READING PASSAGE:
## Begin

Many small stocks lived through several years in the brutal 2022 to 2023 bear market where financing dried up.
A lot of long suffering investors were still underwater and likely used the early strength to sell and “get out even”, capping rallies in small precious metals stocks.
This is what we think has been happening over recent months with our small gold and silver stocks.
Yes they are up, some a lot, but there will be a lot of holders who would have been around for a long time, some for years and years, who are probably happy to lock in the gains.
OR people who got in more recently and are happy to bank profits because they think the precious metals runs have peaked.
(each to their own, for all we know THEY could be right)
We are still holding because we think another leg up in gold and silver is coming and this leg will really get the small companies firing.
(you can see our live holdings, updated daily, in each individual stock at any time by going to Trust Centre on our website, click our holdings - or go here)
The sweet spot for the “little guys” (like the stocks we Invest in) is often later in the cycle: when producers have already run, financing windows are open, and a junior has specific, near‐term catalysts (drill results, PFS/DFS, or potential M&A).
The above is our opinion on junior precious metals stocks, based on our research and experience.
It's not just us though, here’s a selection of comments from some well known precious metals experts (click the links to hear it directly from them).
Here’s what the experts are saying:
Michael Oliver (charting expert)
“If you are in the monetary metals, start to shift into the miners - they are going to beat gold”
“miners more than double their current relative value to gold just to bump what was the old low level.” (source)
Eric Sprott (Billionaire mining investor)
"The junior miners are still priced for $25 silver... when the metal is over $100, creating a valuation gap that could close violently to the upside as analysts and funds update their models." (source)
Rick Rule (Billionaire mining investor)
“The silver stocks have not kept pace with silver. And if the silver price just maintains at its current level, let's say it just maintains, let's say, in fact it doesn't maintain its current level. Let's say it declines, if that's the right phrase, to 75 or 80. The silver stocks, I think, are priced on a net present value basis discounting 40. So if the price holds at 75 or 80, I think those silver stocks rerate. By contrast, if the price of silver just goes steady free or I don't make any money in the silver and I make 50 or 100% in the silver stocks.” (source)
Willem Middlekoop (fund manager)
“If you look at the silver producers, the silver producers compared to the physical silver price, if you look at that ratio, silver stocks are as cheap now as at the end of 2015, which was the bottom of the market. So it's still early days and I think many of these companies still have a lot of room to run and especially ounces in the ground will need to revalue to much higher levels. So I wouldn't be surprised to see this whole market go up another 3x or 5x and of course you can get corrections along the way 30 maybe 40% in the stocks but every correction is a buying opportunity.” (source)

## End

EXERCISE REQUIREMENTS: Name each expert quoted in the passage above on junior precious metals stocks, along with the short description that follows each name in parentheses.

SUPPLIED RECORDS:
## Begin

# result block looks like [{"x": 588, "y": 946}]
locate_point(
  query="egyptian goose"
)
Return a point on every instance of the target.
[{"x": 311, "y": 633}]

## End

FULL SOLUTION:
- Michael Oliver: charting expert
- Eric Sprott: Billionaire mining investor
- Rick Rule: Billionaire mining investor
- Willem Middlekoop: fund manager